**TASK DESCRIPTION:** All of the entries below need repeating exactly, apart from their images.

Dataset entries:
· · ·

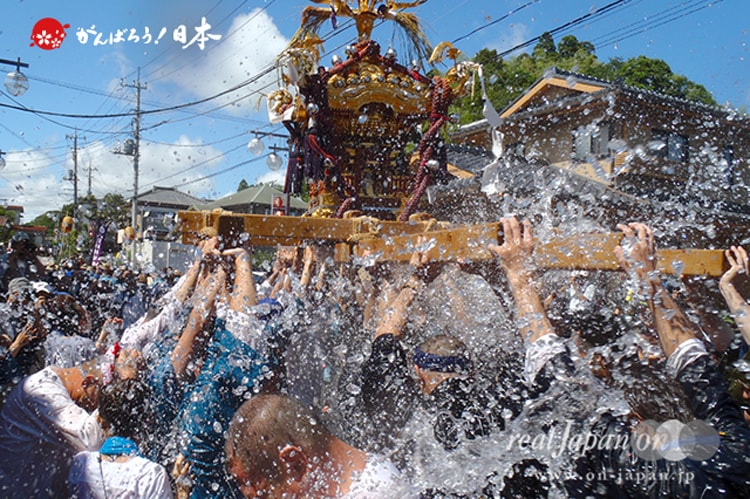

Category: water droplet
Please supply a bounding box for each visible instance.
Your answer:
[346,383,361,395]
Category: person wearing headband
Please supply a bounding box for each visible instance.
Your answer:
[68,378,172,498]
[0,338,145,498]
[360,248,512,452]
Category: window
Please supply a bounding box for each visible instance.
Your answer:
[723,145,735,187]
[573,124,610,159]
[651,129,689,162]
[508,142,525,156]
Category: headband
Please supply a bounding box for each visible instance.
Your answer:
[413,347,472,374]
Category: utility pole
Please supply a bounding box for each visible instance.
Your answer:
[122,68,146,267]
[66,129,85,219]
[87,160,93,197]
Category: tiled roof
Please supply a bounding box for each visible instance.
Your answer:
[137,186,207,208]
[502,67,745,119]
[446,144,495,175]
[195,184,307,211]
[453,118,490,135]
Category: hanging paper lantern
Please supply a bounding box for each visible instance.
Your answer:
[61,216,74,233]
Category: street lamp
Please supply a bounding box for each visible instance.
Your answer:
[247,130,290,160]
[0,58,30,97]
[247,134,265,155]
[247,130,293,214]
[266,146,285,171]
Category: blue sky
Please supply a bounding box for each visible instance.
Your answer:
[0,0,746,220]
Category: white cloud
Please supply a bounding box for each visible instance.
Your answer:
[0,150,70,222]
[2,135,224,222]
[151,9,290,114]
[486,22,532,56]
[256,169,285,186]
[133,136,223,194]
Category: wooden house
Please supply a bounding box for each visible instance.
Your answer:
[451,67,750,214]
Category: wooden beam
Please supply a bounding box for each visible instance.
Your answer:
[178,211,438,245]
[178,211,728,276]
[351,223,727,276]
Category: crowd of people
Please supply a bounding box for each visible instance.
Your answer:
[0,218,749,498]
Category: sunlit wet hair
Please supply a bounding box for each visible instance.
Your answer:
[98,378,153,441]
[614,354,695,422]
[226,394,332,484]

· · ·

**ANSWER BOX:**
Category: water droplet
Please supply a bounding box for each visible instance.
Your answer:
[346,383,361,395]
Category: person wearing headband
Please supply a bounding box for each visible instance.
Your answer:
[68,378,172,498]
[0,338,145,498]
[360,248,512,452]
Category: window
Please supply a bounding box for each visible instance.
Your answer:
[723,145,735,187]
[573,124,610,159]
[651,129,689,162]
[508,142,525,156]
Category: headband
Please supply a bounding box for each visible instance.
Your answer:
[413,347,472,374]
Category: utility pole
Please supply a bounding box for each visible instance.
Your answer:
[122,68,146,267]
[66,129,85,219]
[87,160,93,197]
Category: tiled roof
Please supply a bounding box for each visible instance.
Your answer:
[137,186,207,208]
[502,67,745,119]
[446,144,495,175]
[195,184,307,211]
[453,118,490,135]
Category: hanging paper lantern
Please supply a bounding box for each visible instance.
Your answer:
[61,216,74,233]
Category: street lamp
Please supply a bounding box for each visible instance.
Your answer:
[247,130,290,160]
[0,58,30,97]
[247,134,265,155]
[247,130,293,214]
[266,146,285,171]
Category: blue sky
Please supply a bounding box for each visible instance.
Your answer:
[0,0,746,220]
Category: white cloud
Please supply a bounding box for each visible instance.
Your answer:
[0,150,70,222]
[2,135,224,222]
[151,9,290,114]
[486,22,532,56]
[256,169,285,186]
[133,136,223,194]
Category: wooden house
Please supply a bounding box for each visible instance.
Your answer:
[451,67,750,214]
Category: wooden beam
Please supply a bounding box for each visible instance.
Your answer:
[178,211,438,245]
[178,211,728,276]
[351,223,727,276]
Category: crowd of people
Please supply a bounding box for each visible instance.
Your answer:
[0,218,749,498]
Category: sunlit wet hair
Please supply a bounding box for each visible instance.
Your answer:
[98,378,153,441]
[614,354,695,422]
[226,394,332,484]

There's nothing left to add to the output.